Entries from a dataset

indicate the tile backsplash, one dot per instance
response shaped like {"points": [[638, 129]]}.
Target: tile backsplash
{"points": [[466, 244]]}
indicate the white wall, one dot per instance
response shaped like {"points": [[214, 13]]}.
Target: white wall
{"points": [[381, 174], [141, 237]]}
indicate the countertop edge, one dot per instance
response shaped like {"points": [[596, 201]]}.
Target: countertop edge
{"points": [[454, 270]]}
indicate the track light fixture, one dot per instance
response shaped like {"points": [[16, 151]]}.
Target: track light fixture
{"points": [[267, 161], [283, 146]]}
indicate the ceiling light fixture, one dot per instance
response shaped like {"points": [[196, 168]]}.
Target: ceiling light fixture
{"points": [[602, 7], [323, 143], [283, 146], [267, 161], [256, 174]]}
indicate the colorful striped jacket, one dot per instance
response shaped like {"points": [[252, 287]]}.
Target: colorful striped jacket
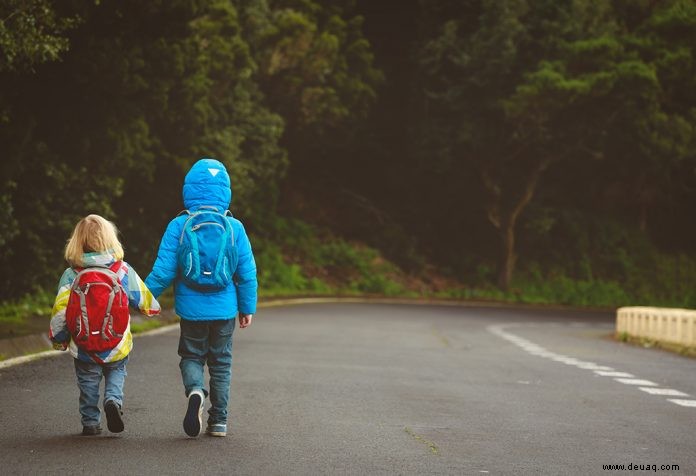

GOAL:
Render all of the data above as a numbered list. Omit blank lines and leave out any pictures.

TASK OUTPUT:
1. indicate the tile backsplash, one dot per instance
2. response shaped like {"points": [[638, 129]]}.
3. Target: tile backsplash
4. {"points": [[466, 244]]}
5. indicate the white wall, one dot per instance
6. response shaped like {"points": [[214, 13]]}.
7. Target: white wall
8. {"points": [[381, 174], [141, 237]]}
9. indicate the countertop edge, one dot per instance
10. response shaped like {"points": [[596, 201]]}.
11. Target: countertop edge
12. {"points": [[454, 270]]}
13. indicate the track light fixture, one dot per instance
14. response shaped like {"points": [[16, 151]]}.
15. Target: track light fixture
16. {"points": [[267, 161], [283, 146]]}
17. indicate the ceiling light fixture, one dot per instance
18. response shaped like {"points": [[196, 168]]}.
19. Target: ceiling light fixture
20. {"points": [[602, 7], [323, 143], [283, 146], [267, 161], [256, 174]]}
21. indicate the colorful striped jacket, one dot per instance
22. response shaped like {"points": [[252, 287]]}.
23. Target: colorful striped jacket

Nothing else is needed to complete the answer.